◆ **YOUR ASSIGNMENT**
For the records below, please print exactly and only the lines from the one with "Tag the chair" down to the one with "Tag the window", both ends included, omitting the pictures.

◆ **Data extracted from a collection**
____

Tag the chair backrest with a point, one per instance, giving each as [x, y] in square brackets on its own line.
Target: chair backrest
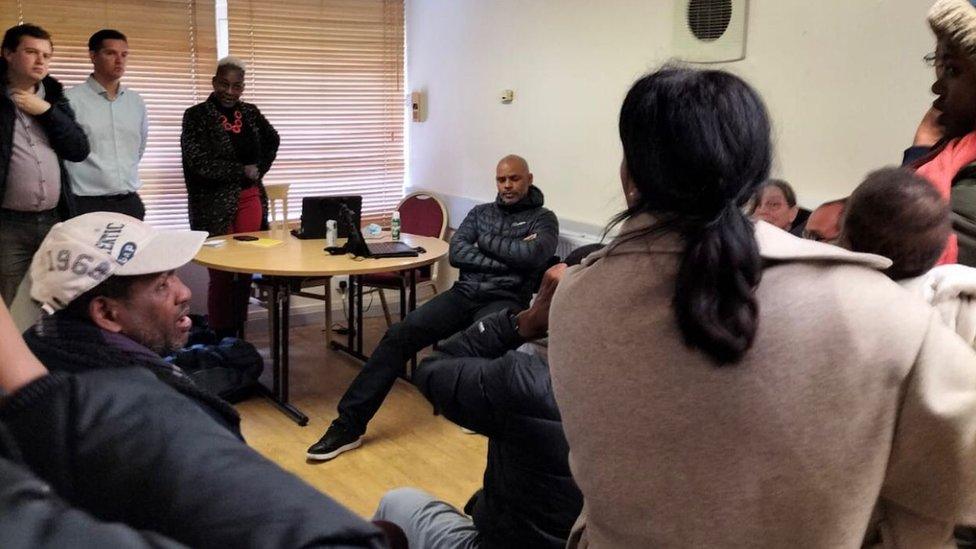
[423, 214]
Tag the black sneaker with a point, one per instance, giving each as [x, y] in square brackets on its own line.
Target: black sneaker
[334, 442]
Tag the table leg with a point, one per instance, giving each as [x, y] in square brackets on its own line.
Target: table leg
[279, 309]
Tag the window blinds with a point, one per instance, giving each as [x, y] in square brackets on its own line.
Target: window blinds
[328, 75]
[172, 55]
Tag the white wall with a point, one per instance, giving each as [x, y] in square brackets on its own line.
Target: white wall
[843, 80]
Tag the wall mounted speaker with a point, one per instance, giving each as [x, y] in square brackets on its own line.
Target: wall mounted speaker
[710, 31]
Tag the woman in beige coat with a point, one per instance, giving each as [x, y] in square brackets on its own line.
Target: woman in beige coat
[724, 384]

____

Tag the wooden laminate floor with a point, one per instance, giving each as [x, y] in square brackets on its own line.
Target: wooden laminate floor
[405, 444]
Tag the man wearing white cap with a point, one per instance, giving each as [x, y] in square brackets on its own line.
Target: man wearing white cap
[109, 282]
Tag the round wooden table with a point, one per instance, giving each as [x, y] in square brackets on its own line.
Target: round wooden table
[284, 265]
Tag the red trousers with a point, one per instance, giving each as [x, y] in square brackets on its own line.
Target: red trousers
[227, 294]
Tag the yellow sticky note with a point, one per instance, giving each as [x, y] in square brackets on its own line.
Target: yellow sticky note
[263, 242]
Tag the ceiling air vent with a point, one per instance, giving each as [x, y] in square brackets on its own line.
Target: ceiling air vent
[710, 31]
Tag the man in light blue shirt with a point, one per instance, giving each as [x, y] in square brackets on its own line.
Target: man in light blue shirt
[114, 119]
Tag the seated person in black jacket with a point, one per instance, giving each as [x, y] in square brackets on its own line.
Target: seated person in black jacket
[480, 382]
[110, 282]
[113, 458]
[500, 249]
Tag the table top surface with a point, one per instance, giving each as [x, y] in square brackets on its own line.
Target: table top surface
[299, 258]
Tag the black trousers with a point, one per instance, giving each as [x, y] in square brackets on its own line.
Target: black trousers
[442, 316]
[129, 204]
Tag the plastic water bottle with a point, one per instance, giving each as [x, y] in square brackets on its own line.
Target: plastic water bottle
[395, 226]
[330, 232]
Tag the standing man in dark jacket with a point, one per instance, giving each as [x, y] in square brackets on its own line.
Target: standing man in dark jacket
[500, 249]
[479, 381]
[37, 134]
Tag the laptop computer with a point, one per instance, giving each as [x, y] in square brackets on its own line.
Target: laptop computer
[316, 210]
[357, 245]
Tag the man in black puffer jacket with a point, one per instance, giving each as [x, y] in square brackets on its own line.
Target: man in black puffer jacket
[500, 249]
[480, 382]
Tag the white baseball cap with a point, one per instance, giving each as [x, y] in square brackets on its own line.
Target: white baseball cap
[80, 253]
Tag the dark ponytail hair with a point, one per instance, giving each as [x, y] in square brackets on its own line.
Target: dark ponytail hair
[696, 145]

____

◆ **RESPONSE**
Tag the chair backrest with a point, one per instance, giving each as [x, y] in square brackets on its own line.
Target: chair backrest
[423, 214]
Tag the black sneaker with a point, one per instance, giving each as [x, y] in square brackets on its own line.
Target: black sneaker
[334, 442]
Tag the table leg with a point, one per instance, giving each as [x, y] in square brackets on its own line.
Target: table leg
[279, 309]
Tag the window blinds with a point, one per instance, giving each as [x, y] in square brackets on its own line.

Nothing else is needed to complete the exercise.